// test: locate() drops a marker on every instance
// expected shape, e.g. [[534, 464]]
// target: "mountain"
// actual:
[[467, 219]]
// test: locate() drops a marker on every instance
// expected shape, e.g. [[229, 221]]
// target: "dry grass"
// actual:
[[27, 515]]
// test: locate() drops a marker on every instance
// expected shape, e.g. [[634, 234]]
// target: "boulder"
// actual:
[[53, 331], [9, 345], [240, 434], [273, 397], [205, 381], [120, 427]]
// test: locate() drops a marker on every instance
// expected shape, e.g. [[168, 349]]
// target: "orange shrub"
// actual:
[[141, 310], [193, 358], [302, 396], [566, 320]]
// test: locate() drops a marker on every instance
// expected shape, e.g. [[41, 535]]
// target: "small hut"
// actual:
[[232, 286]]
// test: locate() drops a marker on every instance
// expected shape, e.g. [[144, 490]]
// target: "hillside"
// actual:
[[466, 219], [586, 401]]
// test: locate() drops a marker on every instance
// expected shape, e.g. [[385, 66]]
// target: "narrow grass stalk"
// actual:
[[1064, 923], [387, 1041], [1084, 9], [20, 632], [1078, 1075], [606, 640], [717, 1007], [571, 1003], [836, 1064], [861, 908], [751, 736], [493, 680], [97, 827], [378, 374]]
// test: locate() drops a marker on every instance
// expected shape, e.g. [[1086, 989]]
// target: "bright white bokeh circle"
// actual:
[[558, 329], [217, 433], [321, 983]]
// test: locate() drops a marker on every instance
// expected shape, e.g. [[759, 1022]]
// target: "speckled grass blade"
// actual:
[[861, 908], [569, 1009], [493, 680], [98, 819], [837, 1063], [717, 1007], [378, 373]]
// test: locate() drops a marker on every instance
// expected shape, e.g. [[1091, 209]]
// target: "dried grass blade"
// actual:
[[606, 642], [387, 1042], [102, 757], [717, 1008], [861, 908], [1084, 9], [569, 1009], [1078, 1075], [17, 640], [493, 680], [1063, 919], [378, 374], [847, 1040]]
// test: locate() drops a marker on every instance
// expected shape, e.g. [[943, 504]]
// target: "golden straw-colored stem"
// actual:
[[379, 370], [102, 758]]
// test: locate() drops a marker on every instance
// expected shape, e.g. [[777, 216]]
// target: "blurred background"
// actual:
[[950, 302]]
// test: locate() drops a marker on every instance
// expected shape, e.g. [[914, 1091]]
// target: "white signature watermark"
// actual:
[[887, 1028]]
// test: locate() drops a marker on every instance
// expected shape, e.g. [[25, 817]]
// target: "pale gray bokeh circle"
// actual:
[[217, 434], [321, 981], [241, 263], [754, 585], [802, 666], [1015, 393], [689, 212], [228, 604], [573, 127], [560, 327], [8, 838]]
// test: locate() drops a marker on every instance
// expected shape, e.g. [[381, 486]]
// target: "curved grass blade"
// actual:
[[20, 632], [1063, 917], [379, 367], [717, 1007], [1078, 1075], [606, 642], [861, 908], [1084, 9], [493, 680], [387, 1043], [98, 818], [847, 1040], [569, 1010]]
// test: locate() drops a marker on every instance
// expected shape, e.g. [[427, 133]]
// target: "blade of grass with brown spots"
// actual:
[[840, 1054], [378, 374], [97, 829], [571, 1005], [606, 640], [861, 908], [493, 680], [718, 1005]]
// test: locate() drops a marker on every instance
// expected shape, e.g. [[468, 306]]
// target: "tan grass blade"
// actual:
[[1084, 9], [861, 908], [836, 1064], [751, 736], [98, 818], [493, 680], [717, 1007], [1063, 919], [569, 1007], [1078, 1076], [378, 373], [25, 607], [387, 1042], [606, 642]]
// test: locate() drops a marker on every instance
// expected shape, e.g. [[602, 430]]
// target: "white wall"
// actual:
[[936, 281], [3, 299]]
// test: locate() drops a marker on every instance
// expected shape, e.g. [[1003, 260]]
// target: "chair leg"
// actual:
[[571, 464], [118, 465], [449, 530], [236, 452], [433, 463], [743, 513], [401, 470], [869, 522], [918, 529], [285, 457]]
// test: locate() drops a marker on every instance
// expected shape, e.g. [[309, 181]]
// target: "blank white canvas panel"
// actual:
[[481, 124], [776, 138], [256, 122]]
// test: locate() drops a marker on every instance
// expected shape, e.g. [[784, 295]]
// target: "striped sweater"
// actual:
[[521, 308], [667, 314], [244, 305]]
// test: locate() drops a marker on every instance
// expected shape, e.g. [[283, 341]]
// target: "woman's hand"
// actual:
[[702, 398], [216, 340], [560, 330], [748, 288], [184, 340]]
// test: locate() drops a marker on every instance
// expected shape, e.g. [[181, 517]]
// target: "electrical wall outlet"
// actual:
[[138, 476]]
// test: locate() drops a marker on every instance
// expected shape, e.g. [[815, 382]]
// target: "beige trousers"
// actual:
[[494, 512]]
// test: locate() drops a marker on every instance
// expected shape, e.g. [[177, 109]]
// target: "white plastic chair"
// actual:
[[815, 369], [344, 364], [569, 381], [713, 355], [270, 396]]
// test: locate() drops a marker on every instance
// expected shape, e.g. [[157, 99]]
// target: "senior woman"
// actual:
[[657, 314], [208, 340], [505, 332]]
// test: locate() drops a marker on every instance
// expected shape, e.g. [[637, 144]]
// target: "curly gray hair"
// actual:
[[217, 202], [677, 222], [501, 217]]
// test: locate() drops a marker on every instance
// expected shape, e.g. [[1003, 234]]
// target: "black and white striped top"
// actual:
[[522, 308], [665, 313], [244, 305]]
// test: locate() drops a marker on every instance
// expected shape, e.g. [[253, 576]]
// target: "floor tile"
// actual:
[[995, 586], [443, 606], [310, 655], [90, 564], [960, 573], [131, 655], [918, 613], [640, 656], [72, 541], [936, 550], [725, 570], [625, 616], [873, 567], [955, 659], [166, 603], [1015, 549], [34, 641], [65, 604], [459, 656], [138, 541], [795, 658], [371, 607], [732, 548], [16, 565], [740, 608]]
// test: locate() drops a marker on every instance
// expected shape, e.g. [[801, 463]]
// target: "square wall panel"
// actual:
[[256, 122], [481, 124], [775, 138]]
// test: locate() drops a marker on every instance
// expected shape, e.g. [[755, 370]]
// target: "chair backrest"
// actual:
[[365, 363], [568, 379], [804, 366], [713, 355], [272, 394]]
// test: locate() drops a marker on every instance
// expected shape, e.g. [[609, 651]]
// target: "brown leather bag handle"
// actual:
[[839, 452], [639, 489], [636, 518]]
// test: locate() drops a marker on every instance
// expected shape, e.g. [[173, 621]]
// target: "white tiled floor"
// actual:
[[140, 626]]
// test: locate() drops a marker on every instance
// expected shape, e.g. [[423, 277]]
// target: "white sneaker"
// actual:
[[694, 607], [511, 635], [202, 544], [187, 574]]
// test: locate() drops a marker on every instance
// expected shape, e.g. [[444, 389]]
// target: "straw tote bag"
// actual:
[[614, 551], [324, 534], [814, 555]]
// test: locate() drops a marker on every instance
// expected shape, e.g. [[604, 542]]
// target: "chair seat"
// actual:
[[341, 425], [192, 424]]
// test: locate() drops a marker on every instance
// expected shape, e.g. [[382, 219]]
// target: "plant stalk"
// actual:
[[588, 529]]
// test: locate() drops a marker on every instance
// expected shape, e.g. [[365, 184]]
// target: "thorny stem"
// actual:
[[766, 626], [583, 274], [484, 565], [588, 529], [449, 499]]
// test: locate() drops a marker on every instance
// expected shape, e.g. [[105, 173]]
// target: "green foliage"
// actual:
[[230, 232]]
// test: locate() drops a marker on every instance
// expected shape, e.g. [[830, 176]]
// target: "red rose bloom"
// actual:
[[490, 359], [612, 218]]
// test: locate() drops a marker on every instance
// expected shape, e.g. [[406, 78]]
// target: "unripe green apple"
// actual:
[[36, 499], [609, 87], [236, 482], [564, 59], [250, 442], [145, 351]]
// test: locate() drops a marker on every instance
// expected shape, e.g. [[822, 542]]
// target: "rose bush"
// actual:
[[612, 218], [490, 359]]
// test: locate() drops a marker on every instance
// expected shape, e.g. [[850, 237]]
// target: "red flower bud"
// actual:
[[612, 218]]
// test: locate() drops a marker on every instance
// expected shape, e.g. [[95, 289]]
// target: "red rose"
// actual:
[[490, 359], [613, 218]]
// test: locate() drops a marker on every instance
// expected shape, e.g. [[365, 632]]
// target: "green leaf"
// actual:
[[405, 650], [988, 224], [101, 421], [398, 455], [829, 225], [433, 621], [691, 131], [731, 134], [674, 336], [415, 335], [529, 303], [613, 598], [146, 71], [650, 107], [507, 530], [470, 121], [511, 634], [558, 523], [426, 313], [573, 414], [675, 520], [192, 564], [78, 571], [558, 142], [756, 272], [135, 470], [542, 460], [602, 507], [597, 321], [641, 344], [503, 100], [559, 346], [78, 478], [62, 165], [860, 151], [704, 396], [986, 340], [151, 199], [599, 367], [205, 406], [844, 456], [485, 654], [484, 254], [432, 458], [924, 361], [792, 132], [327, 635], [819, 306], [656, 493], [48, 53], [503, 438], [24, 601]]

══════════

• _What to do_
Gather every line of the listing above that contains the string "floor", treating uppercase and lowercase letters as different.

• _Solution to this task_
// target: "floor tile"
// target: "white tiled floor"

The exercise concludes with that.